[Data entries]
......
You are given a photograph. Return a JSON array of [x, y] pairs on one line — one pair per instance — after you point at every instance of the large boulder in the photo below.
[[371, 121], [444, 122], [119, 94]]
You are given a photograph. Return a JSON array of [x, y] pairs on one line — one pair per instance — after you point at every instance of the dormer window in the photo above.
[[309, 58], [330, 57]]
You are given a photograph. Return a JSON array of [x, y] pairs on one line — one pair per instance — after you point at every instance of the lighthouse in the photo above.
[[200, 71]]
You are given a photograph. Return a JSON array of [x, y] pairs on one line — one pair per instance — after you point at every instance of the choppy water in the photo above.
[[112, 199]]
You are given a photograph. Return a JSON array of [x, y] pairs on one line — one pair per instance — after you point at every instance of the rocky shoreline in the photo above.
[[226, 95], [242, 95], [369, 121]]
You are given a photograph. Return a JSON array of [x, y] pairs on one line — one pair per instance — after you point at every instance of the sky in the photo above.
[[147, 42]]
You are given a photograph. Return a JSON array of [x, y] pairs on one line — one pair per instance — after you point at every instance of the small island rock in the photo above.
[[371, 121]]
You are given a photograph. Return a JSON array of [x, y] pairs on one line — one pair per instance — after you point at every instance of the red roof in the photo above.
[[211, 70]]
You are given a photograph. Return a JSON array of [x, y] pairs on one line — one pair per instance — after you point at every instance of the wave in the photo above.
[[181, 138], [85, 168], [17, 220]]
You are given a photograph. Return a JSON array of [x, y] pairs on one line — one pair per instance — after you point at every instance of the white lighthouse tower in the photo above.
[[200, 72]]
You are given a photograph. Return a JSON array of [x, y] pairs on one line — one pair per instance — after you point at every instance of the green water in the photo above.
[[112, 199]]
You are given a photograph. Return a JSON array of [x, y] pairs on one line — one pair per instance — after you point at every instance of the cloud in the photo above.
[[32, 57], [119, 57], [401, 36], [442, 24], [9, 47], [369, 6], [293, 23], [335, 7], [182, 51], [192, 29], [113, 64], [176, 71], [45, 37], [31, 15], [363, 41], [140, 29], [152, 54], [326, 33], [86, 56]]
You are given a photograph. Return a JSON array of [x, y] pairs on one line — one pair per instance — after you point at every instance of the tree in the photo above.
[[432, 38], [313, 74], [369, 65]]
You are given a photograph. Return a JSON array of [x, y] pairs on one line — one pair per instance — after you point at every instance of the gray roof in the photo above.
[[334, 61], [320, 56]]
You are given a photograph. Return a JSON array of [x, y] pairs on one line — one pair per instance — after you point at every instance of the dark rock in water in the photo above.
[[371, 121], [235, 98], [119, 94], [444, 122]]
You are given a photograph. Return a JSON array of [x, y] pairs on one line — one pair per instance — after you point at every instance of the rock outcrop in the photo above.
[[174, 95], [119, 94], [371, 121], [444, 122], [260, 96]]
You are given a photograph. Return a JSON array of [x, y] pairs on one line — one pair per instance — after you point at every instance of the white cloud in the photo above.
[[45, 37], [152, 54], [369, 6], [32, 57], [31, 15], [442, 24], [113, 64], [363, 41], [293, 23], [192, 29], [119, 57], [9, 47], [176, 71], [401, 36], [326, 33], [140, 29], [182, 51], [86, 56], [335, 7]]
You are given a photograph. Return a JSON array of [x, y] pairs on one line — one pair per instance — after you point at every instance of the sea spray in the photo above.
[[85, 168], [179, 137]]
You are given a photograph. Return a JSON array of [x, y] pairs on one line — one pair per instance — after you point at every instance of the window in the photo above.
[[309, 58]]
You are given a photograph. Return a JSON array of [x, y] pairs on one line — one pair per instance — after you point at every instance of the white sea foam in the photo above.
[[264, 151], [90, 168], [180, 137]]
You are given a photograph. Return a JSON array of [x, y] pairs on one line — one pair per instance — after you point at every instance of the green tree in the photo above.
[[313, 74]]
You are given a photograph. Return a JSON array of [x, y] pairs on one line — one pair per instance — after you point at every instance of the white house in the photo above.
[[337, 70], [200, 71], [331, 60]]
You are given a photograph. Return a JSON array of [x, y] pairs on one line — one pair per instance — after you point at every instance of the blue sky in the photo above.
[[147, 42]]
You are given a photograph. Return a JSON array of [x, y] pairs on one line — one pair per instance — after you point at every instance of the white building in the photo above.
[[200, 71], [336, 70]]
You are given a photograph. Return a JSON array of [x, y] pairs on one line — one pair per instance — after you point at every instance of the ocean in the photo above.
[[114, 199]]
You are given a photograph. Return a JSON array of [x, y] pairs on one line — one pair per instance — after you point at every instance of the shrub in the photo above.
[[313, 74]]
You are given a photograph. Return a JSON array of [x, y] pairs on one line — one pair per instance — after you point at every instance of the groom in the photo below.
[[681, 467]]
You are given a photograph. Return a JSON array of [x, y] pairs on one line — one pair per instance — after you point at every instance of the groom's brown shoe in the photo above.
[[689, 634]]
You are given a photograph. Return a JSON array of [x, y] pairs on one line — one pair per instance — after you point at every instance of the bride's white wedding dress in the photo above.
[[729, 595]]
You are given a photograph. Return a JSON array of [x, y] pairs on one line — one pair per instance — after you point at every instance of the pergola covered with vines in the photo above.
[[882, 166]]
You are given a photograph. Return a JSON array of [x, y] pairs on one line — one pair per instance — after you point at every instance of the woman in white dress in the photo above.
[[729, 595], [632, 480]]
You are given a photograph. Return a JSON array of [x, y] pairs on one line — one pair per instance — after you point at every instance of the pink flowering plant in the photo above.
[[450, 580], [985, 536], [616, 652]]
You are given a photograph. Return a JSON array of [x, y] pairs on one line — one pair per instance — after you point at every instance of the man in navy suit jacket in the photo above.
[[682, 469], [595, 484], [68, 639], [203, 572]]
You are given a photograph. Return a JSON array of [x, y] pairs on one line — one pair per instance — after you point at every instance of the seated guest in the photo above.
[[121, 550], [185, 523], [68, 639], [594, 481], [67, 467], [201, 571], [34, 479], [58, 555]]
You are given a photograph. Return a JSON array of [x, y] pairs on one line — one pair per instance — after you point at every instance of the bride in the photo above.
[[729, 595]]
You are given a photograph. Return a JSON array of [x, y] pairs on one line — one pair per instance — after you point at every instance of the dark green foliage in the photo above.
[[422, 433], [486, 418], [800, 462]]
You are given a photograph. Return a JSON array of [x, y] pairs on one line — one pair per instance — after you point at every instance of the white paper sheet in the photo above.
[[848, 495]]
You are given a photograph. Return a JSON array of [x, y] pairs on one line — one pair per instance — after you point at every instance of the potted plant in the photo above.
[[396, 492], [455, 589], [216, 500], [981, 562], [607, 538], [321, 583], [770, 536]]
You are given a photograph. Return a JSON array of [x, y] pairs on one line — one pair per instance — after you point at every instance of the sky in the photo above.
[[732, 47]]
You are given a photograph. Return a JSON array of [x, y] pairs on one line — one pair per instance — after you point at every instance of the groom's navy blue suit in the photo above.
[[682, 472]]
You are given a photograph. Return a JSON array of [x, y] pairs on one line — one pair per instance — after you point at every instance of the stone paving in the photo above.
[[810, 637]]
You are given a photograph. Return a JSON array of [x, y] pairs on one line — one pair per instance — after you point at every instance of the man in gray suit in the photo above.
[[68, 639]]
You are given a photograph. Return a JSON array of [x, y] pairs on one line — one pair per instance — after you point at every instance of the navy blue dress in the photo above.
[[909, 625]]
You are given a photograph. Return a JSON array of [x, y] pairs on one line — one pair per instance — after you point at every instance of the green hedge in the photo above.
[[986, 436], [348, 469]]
......
Short exercise: Rewrite the lines that begin with the one containing "spray in the photo above." and end with the one containing "[[85, 168], [179, 137]]", requests included. Scale every x and y coordinate in the answers by 0.4, rounding to whole numbers with halves going up.

Result:
You are given a photograph. Return a JSON array of [x, y] pairs on one line — one pair per instance — after you point at every instance of the sea spray in the photo above.
[[34, 67], [72, 55]]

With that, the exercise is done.